**PROBLEM STATEMENT**: Copy every record that follows, word for word.

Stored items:
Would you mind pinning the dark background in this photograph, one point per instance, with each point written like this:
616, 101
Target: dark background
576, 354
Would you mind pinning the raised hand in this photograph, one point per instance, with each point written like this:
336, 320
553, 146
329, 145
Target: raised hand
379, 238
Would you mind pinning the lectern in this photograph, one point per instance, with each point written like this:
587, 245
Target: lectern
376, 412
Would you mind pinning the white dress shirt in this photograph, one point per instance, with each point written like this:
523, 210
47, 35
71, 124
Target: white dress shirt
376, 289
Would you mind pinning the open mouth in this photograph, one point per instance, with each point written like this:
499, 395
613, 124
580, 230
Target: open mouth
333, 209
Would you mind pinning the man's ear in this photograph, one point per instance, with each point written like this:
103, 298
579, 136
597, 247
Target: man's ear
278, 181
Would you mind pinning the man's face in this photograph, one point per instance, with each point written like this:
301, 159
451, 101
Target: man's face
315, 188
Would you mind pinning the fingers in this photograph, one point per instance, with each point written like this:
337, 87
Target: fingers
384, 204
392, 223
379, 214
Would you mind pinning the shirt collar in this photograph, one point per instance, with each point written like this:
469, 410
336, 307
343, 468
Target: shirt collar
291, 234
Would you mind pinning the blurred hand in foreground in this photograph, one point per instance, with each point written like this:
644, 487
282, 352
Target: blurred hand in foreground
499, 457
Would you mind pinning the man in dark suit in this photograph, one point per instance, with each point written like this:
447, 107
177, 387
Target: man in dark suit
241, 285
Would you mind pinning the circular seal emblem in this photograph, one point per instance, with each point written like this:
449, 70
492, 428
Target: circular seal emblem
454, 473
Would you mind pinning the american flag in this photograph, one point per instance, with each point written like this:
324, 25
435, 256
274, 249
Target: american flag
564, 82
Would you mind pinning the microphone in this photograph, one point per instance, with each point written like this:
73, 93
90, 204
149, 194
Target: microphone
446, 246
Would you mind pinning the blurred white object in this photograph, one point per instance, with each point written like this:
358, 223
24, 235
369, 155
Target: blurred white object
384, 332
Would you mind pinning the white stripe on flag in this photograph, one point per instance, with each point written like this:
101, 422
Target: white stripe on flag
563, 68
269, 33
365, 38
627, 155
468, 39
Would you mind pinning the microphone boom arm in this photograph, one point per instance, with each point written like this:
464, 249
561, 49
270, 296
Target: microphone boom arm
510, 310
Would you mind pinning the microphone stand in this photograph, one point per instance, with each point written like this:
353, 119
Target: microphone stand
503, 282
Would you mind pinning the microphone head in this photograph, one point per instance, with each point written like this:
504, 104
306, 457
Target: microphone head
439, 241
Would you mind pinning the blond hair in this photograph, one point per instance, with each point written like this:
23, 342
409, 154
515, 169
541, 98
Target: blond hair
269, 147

**TASK OUTPUT**:
Would you mind pinning the dark background in this photograph, one point per instance, with each point written like this:
616, 101
Target: dark background
576, 354
Would you mind pinning the raised hand in this photograph, one point per instance, with each point written like this:
336, 320
553, 146
329, 145
Target: raised hand
379, 238
Would you mind pinning the lectern in this photograph, one point per instance, with each point written like this:
587, 245
Target: lectern
376, 412
Would you mind pinning the white dress shirt in this photograph, one point per instance, with each point written like this:
523, 210
47, 35
71, 124
Target: white dress shirt
376, 289
Would you mind pinning the open mouth in this photograph, one point per instance, with each point written like this:
499, 395
613, 124
580, 230
Target: open mouth
333, 209
Would you mind pinning the man's ear in this photograph, one point per instance, with each point written like this:
103, 298
579, 136
597, 247
Target: man's ear
278, 181
Would you mind pinning the man's face in this photograph, one point per instance, with each point written like this:
301, 159
451, 101
Target: man's face
315, 188
Would you mind pinning the fingers in this photograph, one point per instance, with each point written like this:
337, 87
Target: fingers
384, 204
392, 223
379, 214
Would you mind pinning the shirt collar in this photograph, one point per instance, with each point written like this:
469, 410
336, 307
343, 468
Target: shirt collar
291, 234
Would you mind pinning the blurred hand in foreground in this photograph, one point per instance, with each point written like this:
644, 487
282, 352
Target: blurred hand in foreground
499, 457
Would you mind pinning the man in dark suit in this photograph, one point per instance, with each point written like this:
447, 107
177, 387
Target: man in dark suit
241, 285
Would you mind pinning the circular seal emblem in this photograph, one point per instance, with each point written like this:
449, 70
492, 428
Target: circular seal emblem
454, 473
Would you mind pinning the american flag in this photograph, one point per instance, with each point written like this:
324, 25
435, 256
274, 249
Target: american flag
564, 82
Would you mind pinning the microphone in this photograph, one point per instance, with each point written like this:
73, 93
90, 204
149, 194
Target: microphone
446, 246
Would you mind pinning the blurred white object in this photograph, one point per instance, with each point written like this:
358, 223
24, 235
369, 155
Target: blurred white object
384, 332
Would you mind pinning the white stripe on flag in this photograph, one point per instance, with each point written like this:
101, 422
Target: white stripe on flag
563, 68
269, 33
365, 38
627, 155
468, 39
Would you mind pinning the microphone boom arm in this photograph, one point per instance, with each point written like this:
464, 249
561, 49
270, 296
Target: microphone boom arm
510, 310
Would you mind pinning the microphone stand in this photograph, one point per instance, with each point written like this:
353, 119
Target: microphone stand
503, 282
Would you mind pinning the microphone head in this photograph, one point per instance, with each point written like this:
504, 104
306, 457
Target: microphone head
439, 241
Would you mind pinning the blond hair in this photograph, one point per instance, with each point written like this:
23, 342
409, 154
515, 169
541, 98
Target: blond hair
269, 147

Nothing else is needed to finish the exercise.